(Entries from a labeling collection)
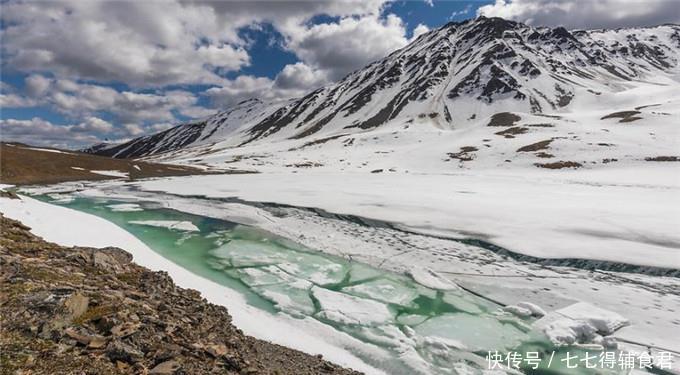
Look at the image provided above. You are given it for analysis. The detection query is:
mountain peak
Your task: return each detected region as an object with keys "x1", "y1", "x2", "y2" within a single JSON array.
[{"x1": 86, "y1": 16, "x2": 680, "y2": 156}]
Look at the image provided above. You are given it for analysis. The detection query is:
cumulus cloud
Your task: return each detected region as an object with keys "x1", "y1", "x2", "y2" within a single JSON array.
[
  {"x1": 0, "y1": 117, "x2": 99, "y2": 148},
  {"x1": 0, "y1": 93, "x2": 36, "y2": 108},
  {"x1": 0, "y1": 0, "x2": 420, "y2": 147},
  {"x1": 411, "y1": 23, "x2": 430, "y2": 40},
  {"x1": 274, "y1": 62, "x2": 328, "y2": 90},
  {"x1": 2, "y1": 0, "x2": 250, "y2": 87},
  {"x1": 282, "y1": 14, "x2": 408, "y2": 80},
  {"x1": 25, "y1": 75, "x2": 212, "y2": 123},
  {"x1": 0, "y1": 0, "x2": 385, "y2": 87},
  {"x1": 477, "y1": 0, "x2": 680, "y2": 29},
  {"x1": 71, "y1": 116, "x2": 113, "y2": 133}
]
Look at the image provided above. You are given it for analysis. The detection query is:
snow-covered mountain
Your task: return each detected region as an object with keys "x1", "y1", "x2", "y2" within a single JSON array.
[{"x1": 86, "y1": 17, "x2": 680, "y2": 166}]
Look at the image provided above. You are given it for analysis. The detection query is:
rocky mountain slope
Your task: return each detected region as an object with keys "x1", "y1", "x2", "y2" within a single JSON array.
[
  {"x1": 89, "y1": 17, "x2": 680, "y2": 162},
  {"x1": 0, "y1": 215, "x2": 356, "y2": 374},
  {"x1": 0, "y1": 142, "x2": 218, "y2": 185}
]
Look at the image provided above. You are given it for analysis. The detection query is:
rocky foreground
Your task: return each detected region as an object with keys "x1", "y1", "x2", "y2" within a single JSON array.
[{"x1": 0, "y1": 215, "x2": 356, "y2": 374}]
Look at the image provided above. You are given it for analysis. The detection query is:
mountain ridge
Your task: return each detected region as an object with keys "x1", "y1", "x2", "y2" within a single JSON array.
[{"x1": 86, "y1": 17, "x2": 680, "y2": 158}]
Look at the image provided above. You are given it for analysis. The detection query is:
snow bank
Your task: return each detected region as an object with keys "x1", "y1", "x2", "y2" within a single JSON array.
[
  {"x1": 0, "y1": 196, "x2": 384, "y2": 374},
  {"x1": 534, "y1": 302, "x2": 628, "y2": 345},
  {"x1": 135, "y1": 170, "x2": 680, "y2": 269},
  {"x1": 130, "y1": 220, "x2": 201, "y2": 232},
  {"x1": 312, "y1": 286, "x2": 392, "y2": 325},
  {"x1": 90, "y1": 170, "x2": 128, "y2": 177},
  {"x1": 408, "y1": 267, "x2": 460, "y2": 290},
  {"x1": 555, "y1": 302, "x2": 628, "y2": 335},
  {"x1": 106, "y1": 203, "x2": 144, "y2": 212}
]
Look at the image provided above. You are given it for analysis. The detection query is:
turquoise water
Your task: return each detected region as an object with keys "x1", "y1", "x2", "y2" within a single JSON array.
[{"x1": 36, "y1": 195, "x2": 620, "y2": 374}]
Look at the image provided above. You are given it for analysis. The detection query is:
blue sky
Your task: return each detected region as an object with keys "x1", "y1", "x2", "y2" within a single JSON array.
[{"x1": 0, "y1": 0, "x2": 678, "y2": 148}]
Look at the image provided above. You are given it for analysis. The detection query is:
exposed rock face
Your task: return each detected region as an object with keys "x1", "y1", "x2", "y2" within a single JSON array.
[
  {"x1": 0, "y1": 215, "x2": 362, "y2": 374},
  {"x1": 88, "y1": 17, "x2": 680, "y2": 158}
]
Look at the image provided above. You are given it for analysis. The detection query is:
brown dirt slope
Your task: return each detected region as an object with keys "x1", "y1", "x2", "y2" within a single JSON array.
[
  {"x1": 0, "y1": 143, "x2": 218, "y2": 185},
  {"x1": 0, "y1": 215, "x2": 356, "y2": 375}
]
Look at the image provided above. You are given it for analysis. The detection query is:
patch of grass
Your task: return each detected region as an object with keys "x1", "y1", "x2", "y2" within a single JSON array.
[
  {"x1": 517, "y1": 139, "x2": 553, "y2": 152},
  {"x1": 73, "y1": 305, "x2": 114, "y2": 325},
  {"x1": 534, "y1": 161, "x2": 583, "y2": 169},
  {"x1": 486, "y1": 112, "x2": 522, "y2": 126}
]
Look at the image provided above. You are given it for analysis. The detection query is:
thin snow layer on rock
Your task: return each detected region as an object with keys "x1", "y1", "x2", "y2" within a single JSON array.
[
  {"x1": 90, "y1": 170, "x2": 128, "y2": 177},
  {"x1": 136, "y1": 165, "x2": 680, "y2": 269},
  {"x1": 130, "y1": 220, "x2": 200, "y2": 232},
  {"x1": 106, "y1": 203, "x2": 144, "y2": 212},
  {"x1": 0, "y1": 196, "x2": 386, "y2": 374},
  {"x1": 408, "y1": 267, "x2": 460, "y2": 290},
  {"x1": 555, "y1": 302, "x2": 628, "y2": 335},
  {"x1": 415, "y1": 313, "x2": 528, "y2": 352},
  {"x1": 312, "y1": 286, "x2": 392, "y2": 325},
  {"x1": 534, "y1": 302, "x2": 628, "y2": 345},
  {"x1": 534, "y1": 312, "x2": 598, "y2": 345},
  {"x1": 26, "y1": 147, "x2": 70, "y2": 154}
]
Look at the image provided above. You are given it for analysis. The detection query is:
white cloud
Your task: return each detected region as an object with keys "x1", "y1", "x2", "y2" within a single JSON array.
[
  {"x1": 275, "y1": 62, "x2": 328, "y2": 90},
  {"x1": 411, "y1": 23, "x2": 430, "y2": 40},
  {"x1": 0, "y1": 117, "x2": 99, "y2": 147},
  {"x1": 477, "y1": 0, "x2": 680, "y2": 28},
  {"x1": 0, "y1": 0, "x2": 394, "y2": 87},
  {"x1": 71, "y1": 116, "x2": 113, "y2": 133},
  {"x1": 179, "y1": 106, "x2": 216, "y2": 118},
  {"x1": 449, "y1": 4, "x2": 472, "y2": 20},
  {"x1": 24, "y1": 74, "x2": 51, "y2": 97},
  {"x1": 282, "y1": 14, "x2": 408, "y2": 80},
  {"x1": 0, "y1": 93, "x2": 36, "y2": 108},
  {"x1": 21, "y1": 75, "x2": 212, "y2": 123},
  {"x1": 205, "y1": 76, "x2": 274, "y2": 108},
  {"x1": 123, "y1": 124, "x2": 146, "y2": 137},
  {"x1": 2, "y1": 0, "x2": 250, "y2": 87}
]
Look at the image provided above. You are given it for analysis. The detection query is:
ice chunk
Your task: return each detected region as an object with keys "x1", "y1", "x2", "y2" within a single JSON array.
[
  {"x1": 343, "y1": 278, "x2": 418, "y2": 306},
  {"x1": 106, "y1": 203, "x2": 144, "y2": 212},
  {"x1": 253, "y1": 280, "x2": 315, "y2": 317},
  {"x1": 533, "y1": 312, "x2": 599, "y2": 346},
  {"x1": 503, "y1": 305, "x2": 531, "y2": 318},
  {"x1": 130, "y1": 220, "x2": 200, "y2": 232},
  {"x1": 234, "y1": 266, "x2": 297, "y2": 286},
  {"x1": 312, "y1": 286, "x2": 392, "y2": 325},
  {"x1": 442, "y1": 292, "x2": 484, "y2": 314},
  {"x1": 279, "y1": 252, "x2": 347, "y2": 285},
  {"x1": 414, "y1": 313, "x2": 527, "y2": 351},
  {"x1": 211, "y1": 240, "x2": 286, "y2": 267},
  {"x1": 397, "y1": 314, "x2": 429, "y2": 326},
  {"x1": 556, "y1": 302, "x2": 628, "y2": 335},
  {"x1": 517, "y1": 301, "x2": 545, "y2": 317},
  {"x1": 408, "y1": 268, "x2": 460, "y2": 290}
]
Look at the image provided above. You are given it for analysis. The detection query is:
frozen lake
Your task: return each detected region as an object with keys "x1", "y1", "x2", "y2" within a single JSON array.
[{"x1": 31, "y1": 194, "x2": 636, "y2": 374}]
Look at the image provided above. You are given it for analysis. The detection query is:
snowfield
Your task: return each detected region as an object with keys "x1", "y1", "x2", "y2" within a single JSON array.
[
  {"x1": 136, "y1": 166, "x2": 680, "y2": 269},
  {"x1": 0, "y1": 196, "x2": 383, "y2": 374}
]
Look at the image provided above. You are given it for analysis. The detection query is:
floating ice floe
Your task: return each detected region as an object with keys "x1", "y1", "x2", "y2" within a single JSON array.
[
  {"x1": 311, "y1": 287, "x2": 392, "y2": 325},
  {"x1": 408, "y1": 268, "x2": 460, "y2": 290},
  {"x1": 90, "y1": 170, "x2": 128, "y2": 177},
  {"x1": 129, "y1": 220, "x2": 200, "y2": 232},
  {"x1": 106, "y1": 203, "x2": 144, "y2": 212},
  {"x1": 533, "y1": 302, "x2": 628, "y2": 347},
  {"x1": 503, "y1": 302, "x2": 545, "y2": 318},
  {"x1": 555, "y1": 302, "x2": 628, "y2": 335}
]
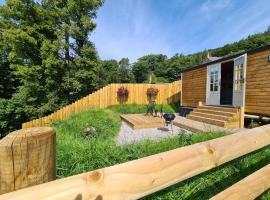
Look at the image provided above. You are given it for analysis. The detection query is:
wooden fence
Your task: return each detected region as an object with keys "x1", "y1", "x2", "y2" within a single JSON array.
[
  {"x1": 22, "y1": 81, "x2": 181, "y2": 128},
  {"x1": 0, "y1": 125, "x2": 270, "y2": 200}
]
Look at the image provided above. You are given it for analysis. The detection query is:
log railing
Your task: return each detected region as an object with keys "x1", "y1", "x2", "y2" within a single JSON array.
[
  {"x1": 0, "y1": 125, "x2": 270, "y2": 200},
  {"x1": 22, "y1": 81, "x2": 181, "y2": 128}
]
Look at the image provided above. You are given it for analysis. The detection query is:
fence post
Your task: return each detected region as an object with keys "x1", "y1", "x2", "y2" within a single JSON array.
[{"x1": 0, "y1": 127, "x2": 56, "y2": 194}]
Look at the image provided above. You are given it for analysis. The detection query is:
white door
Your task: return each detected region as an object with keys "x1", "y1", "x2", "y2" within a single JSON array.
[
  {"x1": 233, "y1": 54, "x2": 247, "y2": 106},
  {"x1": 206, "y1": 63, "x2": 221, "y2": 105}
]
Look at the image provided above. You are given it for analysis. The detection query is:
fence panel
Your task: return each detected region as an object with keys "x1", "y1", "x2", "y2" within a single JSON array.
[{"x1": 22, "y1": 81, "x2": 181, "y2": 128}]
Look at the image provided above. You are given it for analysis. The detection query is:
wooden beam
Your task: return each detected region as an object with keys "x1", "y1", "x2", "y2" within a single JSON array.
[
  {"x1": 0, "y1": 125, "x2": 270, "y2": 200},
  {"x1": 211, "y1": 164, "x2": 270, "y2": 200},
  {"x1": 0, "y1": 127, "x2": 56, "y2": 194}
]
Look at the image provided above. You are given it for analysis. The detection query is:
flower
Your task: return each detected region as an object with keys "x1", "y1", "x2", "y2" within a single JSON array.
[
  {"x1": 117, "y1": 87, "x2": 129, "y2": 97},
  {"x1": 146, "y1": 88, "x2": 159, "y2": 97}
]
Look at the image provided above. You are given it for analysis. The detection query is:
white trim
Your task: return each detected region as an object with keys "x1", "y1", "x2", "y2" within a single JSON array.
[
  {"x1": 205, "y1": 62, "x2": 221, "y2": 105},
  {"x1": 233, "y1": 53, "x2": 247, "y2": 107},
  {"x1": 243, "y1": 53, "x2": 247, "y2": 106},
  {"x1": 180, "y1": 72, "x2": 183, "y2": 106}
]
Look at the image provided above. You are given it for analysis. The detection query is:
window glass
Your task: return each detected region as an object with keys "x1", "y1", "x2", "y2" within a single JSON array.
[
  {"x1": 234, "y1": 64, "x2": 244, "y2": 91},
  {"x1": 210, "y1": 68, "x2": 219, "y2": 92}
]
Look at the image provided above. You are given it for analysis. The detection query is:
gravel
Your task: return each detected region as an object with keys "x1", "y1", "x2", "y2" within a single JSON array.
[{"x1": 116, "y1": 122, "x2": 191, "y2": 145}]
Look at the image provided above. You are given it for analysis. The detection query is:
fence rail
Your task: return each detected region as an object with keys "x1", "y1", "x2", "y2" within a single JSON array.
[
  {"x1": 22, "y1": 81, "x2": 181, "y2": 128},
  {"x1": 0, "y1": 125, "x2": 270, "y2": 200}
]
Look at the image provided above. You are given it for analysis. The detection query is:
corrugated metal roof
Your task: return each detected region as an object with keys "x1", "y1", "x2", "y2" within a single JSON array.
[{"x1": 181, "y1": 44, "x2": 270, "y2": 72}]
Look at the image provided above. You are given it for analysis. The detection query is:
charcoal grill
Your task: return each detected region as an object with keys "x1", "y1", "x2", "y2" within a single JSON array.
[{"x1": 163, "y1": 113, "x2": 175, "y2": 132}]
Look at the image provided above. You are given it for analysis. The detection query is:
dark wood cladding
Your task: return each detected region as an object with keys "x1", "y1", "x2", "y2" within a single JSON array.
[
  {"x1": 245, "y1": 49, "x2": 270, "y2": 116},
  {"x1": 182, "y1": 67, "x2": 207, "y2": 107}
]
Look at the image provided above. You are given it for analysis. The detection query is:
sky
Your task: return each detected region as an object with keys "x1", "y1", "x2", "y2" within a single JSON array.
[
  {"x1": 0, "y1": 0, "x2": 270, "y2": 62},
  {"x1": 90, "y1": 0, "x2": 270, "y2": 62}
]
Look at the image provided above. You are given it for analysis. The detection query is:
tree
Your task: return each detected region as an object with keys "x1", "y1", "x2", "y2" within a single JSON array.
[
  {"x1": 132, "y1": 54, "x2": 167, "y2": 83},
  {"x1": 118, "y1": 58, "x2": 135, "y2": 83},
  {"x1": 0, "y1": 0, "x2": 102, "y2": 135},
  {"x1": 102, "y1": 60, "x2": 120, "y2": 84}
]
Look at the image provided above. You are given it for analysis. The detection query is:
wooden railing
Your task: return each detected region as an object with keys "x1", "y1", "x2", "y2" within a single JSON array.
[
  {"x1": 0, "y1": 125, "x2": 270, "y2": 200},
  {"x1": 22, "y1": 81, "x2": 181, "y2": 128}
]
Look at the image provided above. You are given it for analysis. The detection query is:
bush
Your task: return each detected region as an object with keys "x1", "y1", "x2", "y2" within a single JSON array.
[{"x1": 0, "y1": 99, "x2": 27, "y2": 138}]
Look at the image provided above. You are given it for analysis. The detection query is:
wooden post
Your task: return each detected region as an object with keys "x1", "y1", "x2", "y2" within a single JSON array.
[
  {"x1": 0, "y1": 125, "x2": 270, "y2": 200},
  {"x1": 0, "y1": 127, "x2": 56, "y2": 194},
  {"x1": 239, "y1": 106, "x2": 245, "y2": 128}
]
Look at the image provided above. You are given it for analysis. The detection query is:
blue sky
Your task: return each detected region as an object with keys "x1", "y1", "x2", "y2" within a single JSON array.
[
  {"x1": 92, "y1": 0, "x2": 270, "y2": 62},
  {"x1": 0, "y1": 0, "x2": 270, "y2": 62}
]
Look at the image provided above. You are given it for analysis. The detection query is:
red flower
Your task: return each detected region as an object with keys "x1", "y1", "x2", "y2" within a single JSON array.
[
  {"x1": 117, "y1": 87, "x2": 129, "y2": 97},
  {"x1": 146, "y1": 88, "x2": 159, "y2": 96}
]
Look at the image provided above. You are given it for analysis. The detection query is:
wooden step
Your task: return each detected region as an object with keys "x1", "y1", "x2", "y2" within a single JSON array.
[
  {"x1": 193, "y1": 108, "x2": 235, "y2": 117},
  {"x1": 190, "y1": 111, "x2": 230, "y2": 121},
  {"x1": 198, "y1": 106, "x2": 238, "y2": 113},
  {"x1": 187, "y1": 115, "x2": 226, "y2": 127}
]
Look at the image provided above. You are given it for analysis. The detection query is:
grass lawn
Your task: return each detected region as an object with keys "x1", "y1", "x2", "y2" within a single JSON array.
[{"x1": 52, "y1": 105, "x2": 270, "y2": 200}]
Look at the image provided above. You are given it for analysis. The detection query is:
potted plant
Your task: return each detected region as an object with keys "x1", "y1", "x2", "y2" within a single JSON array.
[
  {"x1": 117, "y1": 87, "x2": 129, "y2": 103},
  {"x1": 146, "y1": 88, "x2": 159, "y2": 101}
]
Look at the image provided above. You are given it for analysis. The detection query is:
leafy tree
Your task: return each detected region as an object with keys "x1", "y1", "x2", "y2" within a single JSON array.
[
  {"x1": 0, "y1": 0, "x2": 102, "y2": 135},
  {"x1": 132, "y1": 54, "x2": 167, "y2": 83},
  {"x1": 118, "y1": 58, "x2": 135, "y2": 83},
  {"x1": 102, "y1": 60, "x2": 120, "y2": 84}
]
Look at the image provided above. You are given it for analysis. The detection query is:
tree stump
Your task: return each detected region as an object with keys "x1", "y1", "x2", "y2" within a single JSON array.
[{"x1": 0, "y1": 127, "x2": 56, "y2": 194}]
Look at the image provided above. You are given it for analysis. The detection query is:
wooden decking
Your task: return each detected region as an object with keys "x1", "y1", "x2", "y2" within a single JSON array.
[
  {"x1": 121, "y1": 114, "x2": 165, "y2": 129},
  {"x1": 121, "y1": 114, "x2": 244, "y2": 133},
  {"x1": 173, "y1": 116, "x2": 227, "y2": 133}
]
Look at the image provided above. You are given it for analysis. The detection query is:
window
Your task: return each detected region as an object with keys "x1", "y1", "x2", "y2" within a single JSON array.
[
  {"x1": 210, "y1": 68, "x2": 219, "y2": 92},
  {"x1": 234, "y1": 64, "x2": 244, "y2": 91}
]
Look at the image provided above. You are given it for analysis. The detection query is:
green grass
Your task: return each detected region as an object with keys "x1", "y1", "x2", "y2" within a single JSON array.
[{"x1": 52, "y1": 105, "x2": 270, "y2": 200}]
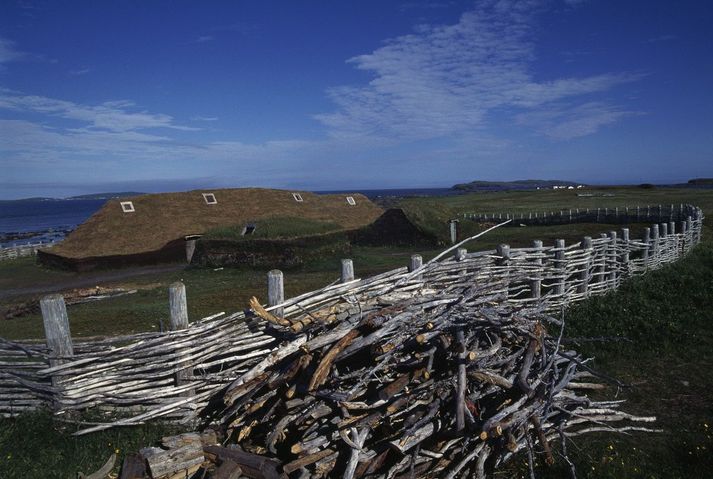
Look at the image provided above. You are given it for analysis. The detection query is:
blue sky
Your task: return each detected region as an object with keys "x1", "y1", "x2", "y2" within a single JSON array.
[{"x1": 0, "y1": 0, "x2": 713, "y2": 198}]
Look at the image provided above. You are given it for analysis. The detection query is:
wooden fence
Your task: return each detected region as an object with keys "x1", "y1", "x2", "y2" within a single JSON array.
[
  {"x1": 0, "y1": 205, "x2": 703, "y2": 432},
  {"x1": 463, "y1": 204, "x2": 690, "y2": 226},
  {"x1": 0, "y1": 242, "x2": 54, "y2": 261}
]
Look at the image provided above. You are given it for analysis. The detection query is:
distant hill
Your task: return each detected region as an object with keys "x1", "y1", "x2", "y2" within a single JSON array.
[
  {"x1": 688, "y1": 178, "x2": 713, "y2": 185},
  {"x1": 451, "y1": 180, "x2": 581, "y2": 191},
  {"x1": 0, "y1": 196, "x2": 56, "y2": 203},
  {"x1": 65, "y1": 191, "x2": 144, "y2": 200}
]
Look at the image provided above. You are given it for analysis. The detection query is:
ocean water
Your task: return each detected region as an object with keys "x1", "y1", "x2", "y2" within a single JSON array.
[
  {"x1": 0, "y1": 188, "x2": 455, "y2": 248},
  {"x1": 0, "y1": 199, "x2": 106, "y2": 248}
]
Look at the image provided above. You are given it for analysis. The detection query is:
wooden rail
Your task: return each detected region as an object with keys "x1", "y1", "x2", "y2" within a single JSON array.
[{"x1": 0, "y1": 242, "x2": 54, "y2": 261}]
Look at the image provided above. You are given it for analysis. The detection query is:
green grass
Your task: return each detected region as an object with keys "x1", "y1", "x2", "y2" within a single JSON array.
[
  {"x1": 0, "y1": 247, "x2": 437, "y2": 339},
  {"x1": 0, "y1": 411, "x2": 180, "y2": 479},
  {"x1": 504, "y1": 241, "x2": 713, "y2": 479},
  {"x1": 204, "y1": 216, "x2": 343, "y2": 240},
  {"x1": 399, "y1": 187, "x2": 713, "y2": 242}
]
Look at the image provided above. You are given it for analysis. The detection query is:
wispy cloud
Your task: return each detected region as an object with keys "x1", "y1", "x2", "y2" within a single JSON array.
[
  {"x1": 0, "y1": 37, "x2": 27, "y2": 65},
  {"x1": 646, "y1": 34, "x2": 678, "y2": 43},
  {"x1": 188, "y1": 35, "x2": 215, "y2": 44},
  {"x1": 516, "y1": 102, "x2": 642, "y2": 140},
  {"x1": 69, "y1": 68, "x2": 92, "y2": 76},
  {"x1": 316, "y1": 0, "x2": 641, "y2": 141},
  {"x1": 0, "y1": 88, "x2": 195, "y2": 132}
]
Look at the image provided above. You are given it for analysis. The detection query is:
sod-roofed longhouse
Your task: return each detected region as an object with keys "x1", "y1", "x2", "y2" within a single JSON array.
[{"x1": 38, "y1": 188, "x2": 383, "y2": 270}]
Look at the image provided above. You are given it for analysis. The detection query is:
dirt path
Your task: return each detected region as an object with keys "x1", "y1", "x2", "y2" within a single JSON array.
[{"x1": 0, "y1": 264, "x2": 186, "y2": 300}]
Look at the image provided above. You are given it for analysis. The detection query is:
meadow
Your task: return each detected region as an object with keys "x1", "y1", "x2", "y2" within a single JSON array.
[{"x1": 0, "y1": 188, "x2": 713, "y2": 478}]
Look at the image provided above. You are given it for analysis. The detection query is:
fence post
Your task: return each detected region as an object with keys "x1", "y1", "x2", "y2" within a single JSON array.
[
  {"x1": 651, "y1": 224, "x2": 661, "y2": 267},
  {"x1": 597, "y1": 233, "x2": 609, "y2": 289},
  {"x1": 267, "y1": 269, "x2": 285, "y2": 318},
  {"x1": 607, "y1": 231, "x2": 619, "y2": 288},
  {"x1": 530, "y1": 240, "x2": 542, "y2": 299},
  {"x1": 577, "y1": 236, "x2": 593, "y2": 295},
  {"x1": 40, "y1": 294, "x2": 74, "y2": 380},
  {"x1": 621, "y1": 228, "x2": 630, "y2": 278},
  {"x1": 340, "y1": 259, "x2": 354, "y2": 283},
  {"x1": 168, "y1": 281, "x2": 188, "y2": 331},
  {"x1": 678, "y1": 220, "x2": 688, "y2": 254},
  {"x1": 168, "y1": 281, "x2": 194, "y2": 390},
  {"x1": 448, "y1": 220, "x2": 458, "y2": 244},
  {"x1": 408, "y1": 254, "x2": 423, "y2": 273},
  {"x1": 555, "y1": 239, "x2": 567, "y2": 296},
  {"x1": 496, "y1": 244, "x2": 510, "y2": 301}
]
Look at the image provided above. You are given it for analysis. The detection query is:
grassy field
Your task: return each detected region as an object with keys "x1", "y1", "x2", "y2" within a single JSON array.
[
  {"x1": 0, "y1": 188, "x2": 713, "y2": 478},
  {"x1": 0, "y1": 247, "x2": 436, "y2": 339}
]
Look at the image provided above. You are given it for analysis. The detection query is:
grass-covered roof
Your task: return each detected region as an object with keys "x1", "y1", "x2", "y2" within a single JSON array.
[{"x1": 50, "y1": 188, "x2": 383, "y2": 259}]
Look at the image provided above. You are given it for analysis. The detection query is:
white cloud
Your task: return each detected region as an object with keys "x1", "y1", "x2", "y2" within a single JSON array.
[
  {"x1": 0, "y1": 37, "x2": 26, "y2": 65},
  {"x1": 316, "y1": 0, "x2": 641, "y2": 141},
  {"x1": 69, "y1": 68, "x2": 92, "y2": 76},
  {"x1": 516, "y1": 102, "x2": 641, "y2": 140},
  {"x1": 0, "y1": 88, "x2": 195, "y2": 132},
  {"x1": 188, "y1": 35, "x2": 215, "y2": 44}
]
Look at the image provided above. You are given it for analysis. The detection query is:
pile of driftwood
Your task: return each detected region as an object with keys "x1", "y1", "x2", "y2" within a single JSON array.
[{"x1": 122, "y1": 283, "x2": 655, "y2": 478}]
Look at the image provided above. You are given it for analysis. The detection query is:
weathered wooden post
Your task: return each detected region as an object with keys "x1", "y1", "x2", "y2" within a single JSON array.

■ **SET PROBLEM**
From the entries above, extract every line that contains the word "cloud". Copy each of those lines in the order it appears.

■ **ANSWER TO THIS PROBLEM**
cumulus cloud
white cloud
wispy cloud
white cloud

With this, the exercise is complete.